| Selected extract |
In the face of warming, H. squamata not only changed its feeding rates but also its feeding preference. At the lowest temperature, it preferred the red alga Gracilaria salicornia, but consumption of this species was lower after H. squamata had been acclimated to 29 °C and 31 °C. In contrast to this, consumption of the Amphiroa spp. was low at 27 °C, but increased after the herbivores were acclimated to 31 °C. At all temperatures, Sargassum spp. were by far the least attractive of the seaweeds. The preference for G. salicornia at the ambient water temperature of 27 °C is in line with other studies that found that Haliotis species from Southeast Asia and Australia predominantly feed on red macroalgae (Sheperd and Steinberg 1992; McShane et al. 1994; Tahil and Juinio-Menez 1999). A more recent study also found that for some Australian wild abalone populations brown algae are even more important than red algae (Guest et al. 2008). However, for H. squamata, two previous studies support our observation of a preference for Gracilaria sp. and the shunning of Sargassum spp. (Heru Prihadi et al. 2018; Yusup et al. 2020).

We report the first evidence of a temperature-induced change in the feeding preference of a marine herbivore from a multiple-choice experiment. Our finding is in line with that of Sotka and Giddens (2009) who observed that exposure to elevated temperatures changed food preference in the temperate herbivores Ampithoe longimana in a two-way choice assay. Interestingly, while this study focussed on temperate and subtropical amphipod populations, it only found an effect of warming on food choice in the northern herbivores. In contrast to this, the amphipod Gondogeneia antarctica, which occurs along the western Antarctic Peninsula, did not change its feeding preference as a reaction to elevated temperatures (Schram et al. 2017).

| Supplied records |

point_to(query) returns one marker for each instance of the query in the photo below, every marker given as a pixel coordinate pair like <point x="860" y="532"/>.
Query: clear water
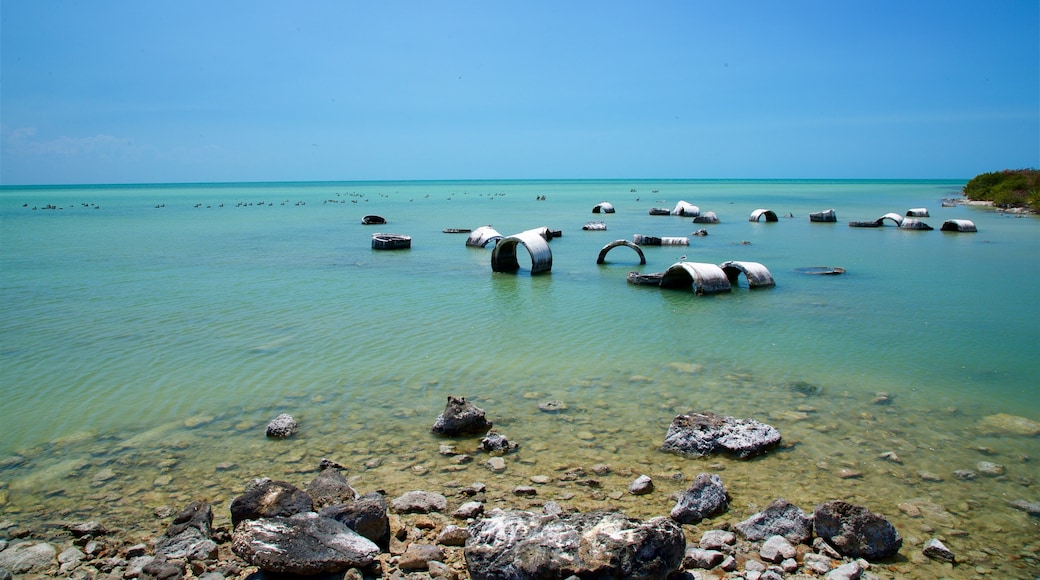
<point x="156" y="342"/>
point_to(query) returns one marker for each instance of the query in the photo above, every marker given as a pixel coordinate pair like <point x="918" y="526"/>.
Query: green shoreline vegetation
<point x="1010" y="188"/>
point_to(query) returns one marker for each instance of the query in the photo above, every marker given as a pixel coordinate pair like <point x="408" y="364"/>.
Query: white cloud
<point x="23" y="140"/>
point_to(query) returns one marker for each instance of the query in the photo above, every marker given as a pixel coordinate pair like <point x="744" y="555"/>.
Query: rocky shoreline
<point x="328" y="529"/>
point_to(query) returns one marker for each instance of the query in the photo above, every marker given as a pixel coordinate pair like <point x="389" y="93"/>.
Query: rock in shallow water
<point x="703" y="433"/>
<point x="265" y="498"/>
<point x="460" y="417"/>
<point x="937" y="551"/>
<point x="304" y="544"/>
<point x="855" y="531"/>
<point x="520" y="545"/>
<point x="28" y="556"/>
<point x="780" y="518"/>
<point x="1003" y="423"/>
<point x="188" y="535"/>
<point x="705" y="497"/>
<point x="282" y="426"/>
<point x="366" y="516"/>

| Things to do |
1) Using the passage on H. squamata feeding that comes before the listing, decide whether each statement agrees with it. Answer yes or no and quote the deciding words.
(a) At 27 °C, H. squamata ate little Amphiroa.
(b) Sargassum became the preferred seaweed once the herbivores were acclimated to 31 °C.
(c) The amphipod Gondogeneia antarctica changed its feeding preference in response to elevated temperatures.
2) Please extract the portion of the passage on H. squamata feeding between "We report the" and "et al. 2017).", inclusive, without altering anything.
3) Write what comes next in the passage on H. squamata feeding, picking up after its final sentence.

| Responses per task |
1)
(a) Yes: "consumption of the Amphiroa spp. was low at 27 °C"
(b) No: "At all temperatures, Sargassum spp. were by far the least attractive of the seaweeds."
(c) No: "did not change its feeding preference as a reaction to elevated temperatures"

2)
We report the first evidence of a temperature-induced change in the feeding preference of a marine herbivore from a multiple-choice experiment. Our finding is in line with that of Sotka and Giddens (2009) who observed that exposure to elevated temperatures changed food preference in the temperate herbivores Ampithoe longimana in a two-way choice assay. Interestingly, while this study focussed on temperate and subtropical amphipod populations, it only found an effect of warming on food choice in the northern herbivores. In contrast to this, the amphipod Gondogeneia antarctica, which occurs along the western Antarctic Peninsula, did not change its feeding preference as a reaction to elevated temperatures (Schram et al. 2017).

3)
A possible explanation for the change in preference in our study is that metabolic rates in H. squamata increased under the elevated temperatures (Pörtner 2010). This may have impaired the abalone’s capacity to discriminate between food types, due to its elevated energy demand (Cronin and Hay 1996). Furthermore, abalone are slow-moving animals and, hence, cannot easily escape from warm waters (Perry et al. 2005), while they, as an alternative strategy, could change their food source to cope with an increased or altered nutritional demand. It is assumed that organisms that need to increase their energy uptake, either seek food with a higher nutritional value or, if this is not possible, decrease the ingestion time to consume more biomass per unit time (e.g. reviewed by Pyke et al. 1977). In multiple-choice experiments with herbivores and carnivores, ectothermic species mostly choose the food with the highest nutritional value (Cruz-Rivera and Hay 2000) and show preference for food with a high content of carbohydrates (Lee et al. 2015).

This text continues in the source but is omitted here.